=== What is being asked ===
From the entries, copy each line that includes "chrome".

=== Available data ===
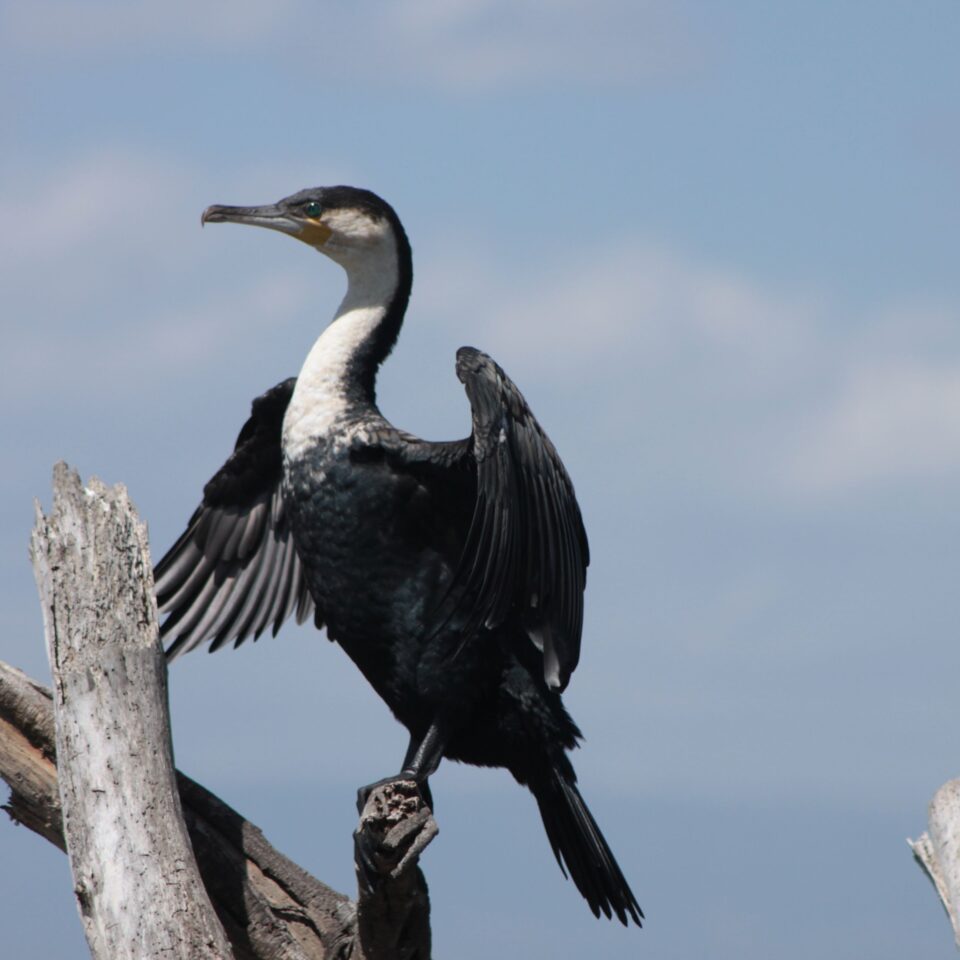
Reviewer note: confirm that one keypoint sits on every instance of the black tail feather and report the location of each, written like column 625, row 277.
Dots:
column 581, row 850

* * *

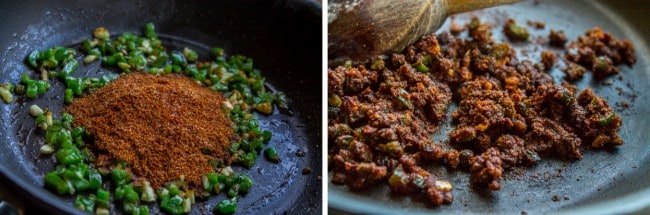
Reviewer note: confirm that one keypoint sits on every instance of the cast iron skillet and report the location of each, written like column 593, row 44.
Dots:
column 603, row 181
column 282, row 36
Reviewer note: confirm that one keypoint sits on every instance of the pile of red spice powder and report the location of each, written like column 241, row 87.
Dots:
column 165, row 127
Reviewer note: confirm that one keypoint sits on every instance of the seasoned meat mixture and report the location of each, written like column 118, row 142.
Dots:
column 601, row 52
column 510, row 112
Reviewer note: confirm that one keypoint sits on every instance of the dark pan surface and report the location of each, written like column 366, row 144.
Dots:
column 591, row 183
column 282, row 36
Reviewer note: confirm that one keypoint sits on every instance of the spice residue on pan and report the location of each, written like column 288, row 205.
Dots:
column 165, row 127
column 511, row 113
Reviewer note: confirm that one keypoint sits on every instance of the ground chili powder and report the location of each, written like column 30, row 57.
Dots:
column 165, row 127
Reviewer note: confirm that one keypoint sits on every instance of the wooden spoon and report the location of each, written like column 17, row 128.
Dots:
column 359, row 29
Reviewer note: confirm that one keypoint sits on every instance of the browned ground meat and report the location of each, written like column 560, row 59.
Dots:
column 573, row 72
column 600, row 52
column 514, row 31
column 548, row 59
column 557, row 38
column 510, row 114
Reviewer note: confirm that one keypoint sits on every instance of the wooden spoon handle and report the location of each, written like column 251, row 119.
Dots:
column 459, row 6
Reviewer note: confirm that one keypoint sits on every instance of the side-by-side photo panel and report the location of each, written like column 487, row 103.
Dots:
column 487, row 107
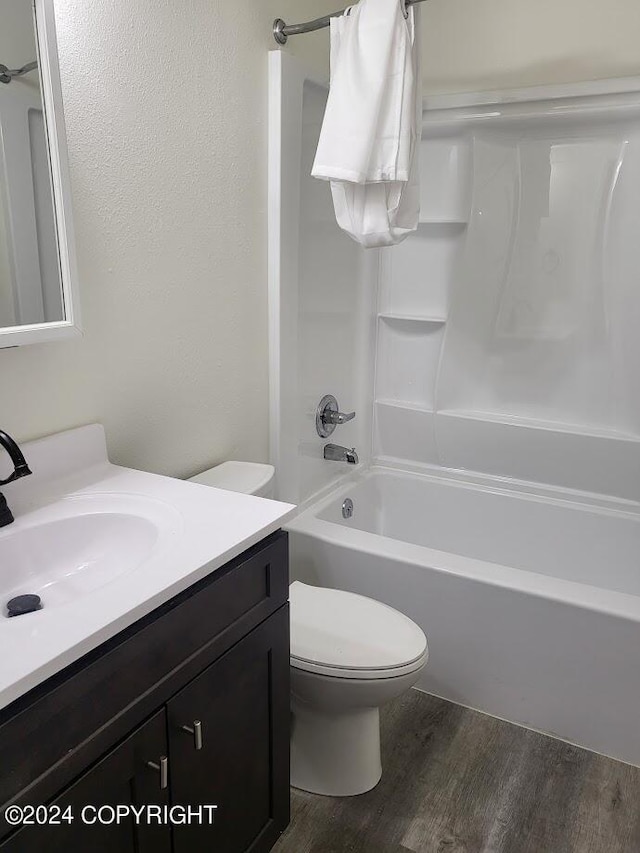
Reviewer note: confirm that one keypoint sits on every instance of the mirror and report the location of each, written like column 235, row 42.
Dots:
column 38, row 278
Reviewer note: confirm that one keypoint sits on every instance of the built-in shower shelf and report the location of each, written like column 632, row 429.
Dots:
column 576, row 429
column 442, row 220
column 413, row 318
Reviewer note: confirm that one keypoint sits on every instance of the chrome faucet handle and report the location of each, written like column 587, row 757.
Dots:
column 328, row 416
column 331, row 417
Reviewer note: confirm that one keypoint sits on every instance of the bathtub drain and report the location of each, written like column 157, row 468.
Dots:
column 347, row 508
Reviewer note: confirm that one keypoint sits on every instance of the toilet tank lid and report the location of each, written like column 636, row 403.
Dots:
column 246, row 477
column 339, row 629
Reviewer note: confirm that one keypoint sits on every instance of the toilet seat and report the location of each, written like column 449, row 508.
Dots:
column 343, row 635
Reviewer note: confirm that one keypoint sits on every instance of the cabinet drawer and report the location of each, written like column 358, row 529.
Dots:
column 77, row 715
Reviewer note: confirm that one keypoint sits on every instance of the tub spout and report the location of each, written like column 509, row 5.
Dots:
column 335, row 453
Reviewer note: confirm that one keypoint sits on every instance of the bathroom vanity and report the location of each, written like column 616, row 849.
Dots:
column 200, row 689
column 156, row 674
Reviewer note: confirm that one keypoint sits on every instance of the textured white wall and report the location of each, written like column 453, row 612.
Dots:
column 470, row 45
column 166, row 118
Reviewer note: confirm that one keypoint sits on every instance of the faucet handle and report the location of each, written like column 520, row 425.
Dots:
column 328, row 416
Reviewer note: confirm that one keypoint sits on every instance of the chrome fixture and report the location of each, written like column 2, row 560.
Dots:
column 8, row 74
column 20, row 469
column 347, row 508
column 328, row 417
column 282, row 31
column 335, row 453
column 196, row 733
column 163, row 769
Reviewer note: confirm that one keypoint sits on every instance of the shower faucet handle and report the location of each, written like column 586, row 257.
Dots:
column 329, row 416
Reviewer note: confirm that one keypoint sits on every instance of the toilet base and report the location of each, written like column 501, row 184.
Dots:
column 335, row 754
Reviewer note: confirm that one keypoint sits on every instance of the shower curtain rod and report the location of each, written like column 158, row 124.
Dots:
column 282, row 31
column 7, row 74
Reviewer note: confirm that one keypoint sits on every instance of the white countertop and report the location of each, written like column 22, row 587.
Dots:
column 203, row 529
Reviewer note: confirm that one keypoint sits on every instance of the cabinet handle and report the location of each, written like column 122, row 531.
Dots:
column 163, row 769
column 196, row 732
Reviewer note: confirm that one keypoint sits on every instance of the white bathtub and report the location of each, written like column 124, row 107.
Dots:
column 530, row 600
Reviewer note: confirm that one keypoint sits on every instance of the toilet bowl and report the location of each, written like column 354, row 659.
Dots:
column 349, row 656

=== Answer to this problem ===
Reviewer note: confirm that one keypoint sits on every instance of the chrome faucet handle and report the location of each, written like column 587, row 757.
Reviewer note: confirm that one keypoint sits on every instance of the chrome fixture and report the location of each, written like column 2, row 560.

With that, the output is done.